Document excerpt:
Richie Woodhall (born 17 April 1968) is a British former professional boxer who competed from 1990 to 2000. He held the WBC super-middleweight title from 1998 to 1999, as well as the Commonwealth middleweight title from 1992 to 1995, and the European middleweight title from 1995 to 1996. As an amateur, Woodhall won a gold medal at the 1990 Commonwealth Games and bronze at the 1988 Summer Olympics, both in the light-middleweight division.

Following his retirement from the sport, Woodhall has developed a broadcasting career with both the BBC and BT Sport as a sports pundit, on both television and radio. He currently co-commentates with Mike Costello on radio for some shows, while co-commentating with John Rawling on Setanta Sports at other times. He was also involved with the 2012 Olympics held in London, commentating on the fights alongside Jim Neilly and coaching the Olympic boxing squad. After appearing as a body double for Brad Pitt in the 2000 film Snatch, he has dedicated himself to developing as a performer.

Amateur career
Olympic Games Bronze Medalist, Seoul South Korea 1988, losing to Roy Jones, Jr..
Commonwealth Games Gold Medallist, Auckland New Zealand 1990
England International Contests – 43

Olympic results
1st round bye
Defeated Desmond Williams (Sierra Leone) 5-0
Defeated Apolinario Silveira (Angola) 5-0
Defeated Rey Rivera (Puerto Rico) 5-0
Lost to Roy Jones Jr. (United States) 5-0

Professional career
Woodhall turned pro in 1990 and was undefeated as the Commonwealth Middleweight Champion from 1992 to 1995. He was then undefeated as the European Middleweight Champion from 1995 to 1996.

Records supplied:

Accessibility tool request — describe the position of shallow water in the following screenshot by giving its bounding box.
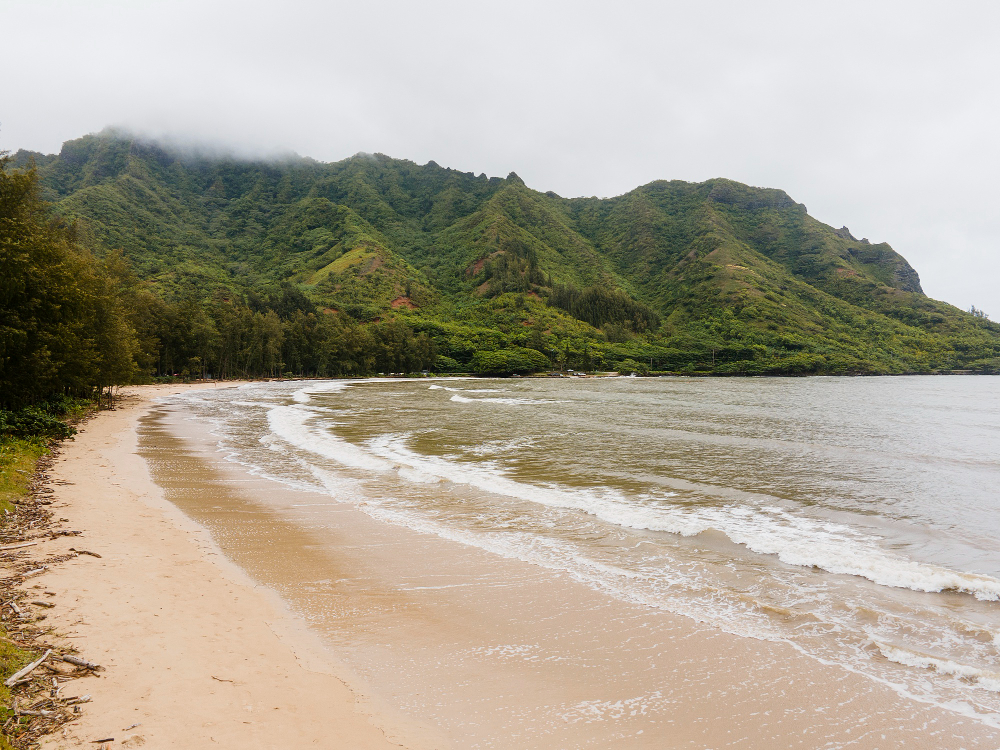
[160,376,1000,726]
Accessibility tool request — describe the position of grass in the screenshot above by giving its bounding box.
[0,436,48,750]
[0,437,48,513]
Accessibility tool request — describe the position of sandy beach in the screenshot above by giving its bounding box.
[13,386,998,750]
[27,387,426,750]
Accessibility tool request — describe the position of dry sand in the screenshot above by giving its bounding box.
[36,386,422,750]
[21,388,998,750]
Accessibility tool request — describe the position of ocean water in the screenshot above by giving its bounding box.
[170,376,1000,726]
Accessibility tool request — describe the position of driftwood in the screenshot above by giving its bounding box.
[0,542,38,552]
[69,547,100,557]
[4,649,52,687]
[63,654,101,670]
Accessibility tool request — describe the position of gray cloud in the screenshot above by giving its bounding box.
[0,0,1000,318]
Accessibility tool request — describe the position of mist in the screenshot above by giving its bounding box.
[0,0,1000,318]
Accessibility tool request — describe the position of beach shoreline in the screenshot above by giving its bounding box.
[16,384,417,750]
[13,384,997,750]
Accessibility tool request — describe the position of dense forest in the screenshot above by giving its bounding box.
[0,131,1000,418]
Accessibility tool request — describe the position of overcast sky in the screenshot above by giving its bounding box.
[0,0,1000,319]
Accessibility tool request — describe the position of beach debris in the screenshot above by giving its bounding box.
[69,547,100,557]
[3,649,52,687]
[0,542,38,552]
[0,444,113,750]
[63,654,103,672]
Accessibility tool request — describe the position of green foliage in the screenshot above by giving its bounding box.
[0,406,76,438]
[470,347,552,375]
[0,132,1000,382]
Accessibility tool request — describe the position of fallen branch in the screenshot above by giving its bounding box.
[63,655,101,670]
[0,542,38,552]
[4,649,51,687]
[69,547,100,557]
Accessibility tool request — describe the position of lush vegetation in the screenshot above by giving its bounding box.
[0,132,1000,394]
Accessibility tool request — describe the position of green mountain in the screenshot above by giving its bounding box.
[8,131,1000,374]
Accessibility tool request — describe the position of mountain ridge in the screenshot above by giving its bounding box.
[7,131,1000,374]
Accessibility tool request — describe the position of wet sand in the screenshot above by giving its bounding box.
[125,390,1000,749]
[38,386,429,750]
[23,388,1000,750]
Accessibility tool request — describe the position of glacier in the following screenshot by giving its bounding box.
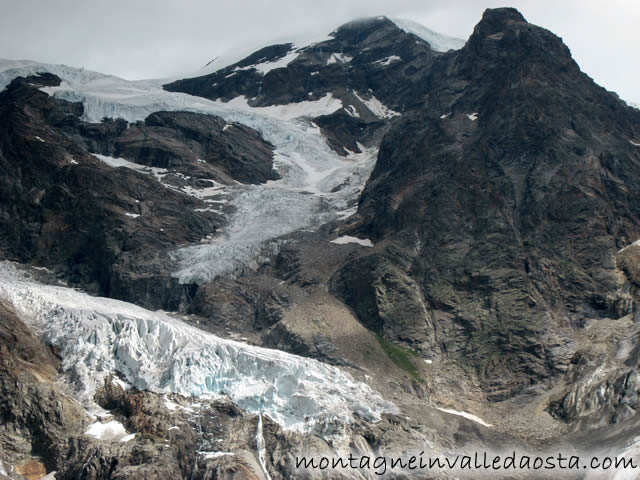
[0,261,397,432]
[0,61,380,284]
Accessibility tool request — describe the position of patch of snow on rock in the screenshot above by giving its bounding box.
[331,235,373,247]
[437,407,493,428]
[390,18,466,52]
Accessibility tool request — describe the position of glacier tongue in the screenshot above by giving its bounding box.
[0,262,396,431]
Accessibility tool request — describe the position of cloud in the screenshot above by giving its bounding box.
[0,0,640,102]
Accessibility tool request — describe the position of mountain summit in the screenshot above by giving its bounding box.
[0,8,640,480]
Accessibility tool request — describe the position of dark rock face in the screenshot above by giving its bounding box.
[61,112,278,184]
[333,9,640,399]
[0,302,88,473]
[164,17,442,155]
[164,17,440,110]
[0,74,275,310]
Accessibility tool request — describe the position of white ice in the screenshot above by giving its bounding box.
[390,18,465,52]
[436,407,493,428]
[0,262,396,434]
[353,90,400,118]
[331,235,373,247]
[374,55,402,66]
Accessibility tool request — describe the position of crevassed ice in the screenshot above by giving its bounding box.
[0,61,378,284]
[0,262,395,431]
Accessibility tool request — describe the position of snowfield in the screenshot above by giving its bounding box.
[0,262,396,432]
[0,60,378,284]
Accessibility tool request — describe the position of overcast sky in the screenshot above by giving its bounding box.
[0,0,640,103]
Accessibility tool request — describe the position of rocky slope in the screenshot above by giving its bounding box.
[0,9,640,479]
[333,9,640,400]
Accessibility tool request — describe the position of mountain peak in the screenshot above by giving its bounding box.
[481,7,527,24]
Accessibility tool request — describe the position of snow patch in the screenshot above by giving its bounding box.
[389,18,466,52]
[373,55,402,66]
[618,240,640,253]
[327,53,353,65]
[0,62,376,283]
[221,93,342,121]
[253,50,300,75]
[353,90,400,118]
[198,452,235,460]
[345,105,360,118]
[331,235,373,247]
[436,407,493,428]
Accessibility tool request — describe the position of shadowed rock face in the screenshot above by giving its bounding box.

What is asked:
A – In the records, rename "screenshot" to "image" in the stretch from the line containing "of beach debris" through the line containing "[7,131,1000,374]", and return only those lines with nothing else altered.
B – Carry the Richie Woodhall biography forward from its final sentence.

Task responses:
A –
Accessibility tool request — describe the position of beach debris in the image above by giving its bounding box.
[69,547,100,557]
[3,649,52,687]
[0,542,38,552]
[0,444,113,750]
[63,654,103,672]
Accessibility tool request — describe the position of green foliage in the image above by giving its bounding box.
[0,406,76,438]
[470,347,552,375]
[0,132,1000,382]
Accessibility tool request — describe the position of fallen branch in the image above by giving its bounding box.
[63,655,101,670]
[0,542,38,552]
[4,649,51,687]
[69,547,100,557]
Accessibility tool request — describe the position of lush vegetation in the image above by giving its bounding box.
[0,132,1000,394]
Accessibility tool request — describe the position of green mountain in the image above by giving its bounding box.
[8,131,1000,374]
Accessibility tool request — describe the position of mountain ridge in the image above by giving its bounding box.
[7,131,1000,374]

B –
Woodhall defeated a number of useful fighters during this period, including; Future World Super Middle and World Light Heavyweight Champion Silvio Branco, Art Serwarno, Heath Todd, Jacques LeBlanc, Zdravko Kostic, Derek Wormald, Vito Gaudiosi and Royan Hammond.

In late 1996 he fought WBC middleweight title holder Keith Holmes. Woodhall went into this fight carrying an injury, but took the fight anyway. Woodhall did not perform as well has he might otherwise have, losing by 12th-round TKO.

In 1998 he moved up to Super Middleweight and after a tune up against Bernice Barber captured the WBC super middleweight title with a unanimous decision win over Thulani Malinga.  
He successfully defended the title twice, defeating fellow Briton and future World Champion Glenn Catley and former World Champ Vincenzo Nardiello before losing it to Markus Beyer by decision in 1999, a fight in which Woodhall was down in the 1st and twice in the 3rd. Woodhall rallied late in the fight and came close to stopping Beyer, however his revival came too late.

Woodhall bounced back with a win over the experienced Errol McDonald, setting him up for his final bout against Joe Calzaghe for the WBO super middleweight title.

Woodhall was TKO'd in 10 rounds by Joe Calzaghe in an exciting fight in which Calzaghe always had the edge.

Woodhall retired after this bout which took place on 16 December 2000.

Personal life
Woodhall grew up in Woodside, Telford but also lived in Malinslee and attended the local Abraham Darby School. He is also a keen supporter of West Bromwich Albion F.C. He currently resides in Lightmoor, Telford,  Shropshire.

Woodhall also is a reporter for BBC Midlands' Inside Out Programme . He is married to childhood sweetheart Jayne and has 3 children, Jack, Jake and eldest daughter and aspiring actress Amy Woodhall, who has appeared in television shows such as Emmerdale and Coronation Street.

In film
Woodhall was a body double for Brad Pitt in a fight scene in the movie Snatch, directed by Guy Ritchie. He trained Matthew Marsden for his role in the movie Shiner.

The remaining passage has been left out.